WHAT YOU WILL DO
The reply to the records below should contain exactly the lines from the line with "Can you find the dome" through the line with "Can you find the tree", and nothing besides.

Point localization data
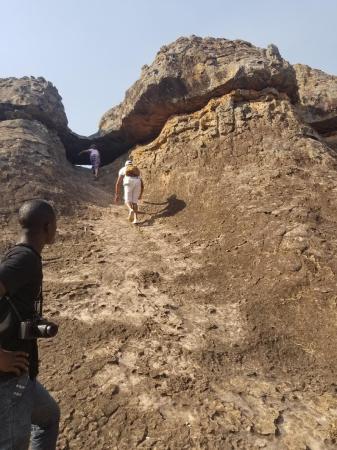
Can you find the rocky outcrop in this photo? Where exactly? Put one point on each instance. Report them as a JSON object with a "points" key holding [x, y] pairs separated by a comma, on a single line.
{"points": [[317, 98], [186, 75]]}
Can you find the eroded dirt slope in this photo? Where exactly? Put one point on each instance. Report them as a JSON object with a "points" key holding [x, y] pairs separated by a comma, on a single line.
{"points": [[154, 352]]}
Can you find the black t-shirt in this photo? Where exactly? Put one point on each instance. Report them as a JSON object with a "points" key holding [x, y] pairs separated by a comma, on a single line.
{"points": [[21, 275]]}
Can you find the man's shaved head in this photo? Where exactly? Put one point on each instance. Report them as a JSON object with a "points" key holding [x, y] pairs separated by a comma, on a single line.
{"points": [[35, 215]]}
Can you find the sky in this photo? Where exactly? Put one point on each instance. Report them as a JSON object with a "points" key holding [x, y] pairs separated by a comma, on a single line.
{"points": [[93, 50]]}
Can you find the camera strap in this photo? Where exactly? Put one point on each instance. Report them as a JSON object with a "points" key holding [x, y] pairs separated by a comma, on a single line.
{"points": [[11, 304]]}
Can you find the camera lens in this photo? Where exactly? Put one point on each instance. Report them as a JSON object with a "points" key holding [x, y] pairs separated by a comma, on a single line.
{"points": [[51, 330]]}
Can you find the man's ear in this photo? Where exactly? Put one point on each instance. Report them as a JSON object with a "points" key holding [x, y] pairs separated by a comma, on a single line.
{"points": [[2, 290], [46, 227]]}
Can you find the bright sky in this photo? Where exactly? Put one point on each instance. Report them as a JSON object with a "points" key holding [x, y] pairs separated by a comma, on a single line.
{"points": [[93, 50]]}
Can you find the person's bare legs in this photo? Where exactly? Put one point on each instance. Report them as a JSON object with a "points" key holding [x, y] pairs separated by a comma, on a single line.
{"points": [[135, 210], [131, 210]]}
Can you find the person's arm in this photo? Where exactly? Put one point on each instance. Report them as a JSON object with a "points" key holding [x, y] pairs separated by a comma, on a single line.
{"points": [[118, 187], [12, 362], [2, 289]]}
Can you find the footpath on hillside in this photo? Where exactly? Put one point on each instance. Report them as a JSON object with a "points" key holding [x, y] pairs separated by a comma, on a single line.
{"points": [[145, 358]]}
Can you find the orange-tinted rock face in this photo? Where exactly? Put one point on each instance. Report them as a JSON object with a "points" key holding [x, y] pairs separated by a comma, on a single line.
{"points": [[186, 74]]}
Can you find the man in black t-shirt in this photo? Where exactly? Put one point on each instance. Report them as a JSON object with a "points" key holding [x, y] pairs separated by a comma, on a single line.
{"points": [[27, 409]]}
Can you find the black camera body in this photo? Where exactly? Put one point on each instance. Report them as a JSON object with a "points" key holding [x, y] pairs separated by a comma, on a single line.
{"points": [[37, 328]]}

--

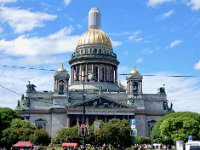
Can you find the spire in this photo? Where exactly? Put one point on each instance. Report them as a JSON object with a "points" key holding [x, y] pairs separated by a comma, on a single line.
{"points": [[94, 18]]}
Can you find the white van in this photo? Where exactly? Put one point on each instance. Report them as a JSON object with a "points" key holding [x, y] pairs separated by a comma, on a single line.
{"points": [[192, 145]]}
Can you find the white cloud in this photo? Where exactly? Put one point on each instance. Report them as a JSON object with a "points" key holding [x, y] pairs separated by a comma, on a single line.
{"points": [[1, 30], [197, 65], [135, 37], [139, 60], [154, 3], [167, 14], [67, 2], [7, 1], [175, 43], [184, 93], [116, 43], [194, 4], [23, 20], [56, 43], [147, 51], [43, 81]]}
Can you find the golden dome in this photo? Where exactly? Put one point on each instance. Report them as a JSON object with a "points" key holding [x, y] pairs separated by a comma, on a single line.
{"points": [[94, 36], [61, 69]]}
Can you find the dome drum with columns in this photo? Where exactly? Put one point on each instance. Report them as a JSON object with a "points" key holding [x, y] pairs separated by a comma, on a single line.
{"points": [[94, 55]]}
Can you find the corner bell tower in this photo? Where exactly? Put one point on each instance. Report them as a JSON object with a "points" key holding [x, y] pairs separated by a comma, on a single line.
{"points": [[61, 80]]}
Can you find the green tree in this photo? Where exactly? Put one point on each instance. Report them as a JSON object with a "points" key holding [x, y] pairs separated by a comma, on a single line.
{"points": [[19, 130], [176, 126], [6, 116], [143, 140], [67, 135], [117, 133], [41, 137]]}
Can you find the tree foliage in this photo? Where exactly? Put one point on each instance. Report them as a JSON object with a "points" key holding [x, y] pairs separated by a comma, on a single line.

EXPECTED ANSWER
Can you find the dome drum with columns in this photo? Where exactly? Put one point on each instance. Report them as a JSON object with a "points" key holding [x, y] pairs separated by a comma, on a single line.
{"points": [[94, 55]]}
Can you find the corner bell tower in this photo? Where exactly? Put one point on each instance. Report them as a JSON object with a "points" key holding [x, y] pairs separated by a comma, on a single line.
{"points": [[61, 80]]}
Can you find the green tree in this photo? Where exactly? Put one point on each instance. Report them as a JSON object with a "points" key holding [x, y] pairs separated by a comma, on a single line.
{"points": [[19, 130], [176, 126], [6, 116], [143, 140], [67, 135], [117, 133], [41, 137]]}
Can you find the tree foliage in this photo? Where exactly? Put one point on each instance. Report them as a JSON object with a "points" key holding [x, y] pairs separated by a comma, on a single line.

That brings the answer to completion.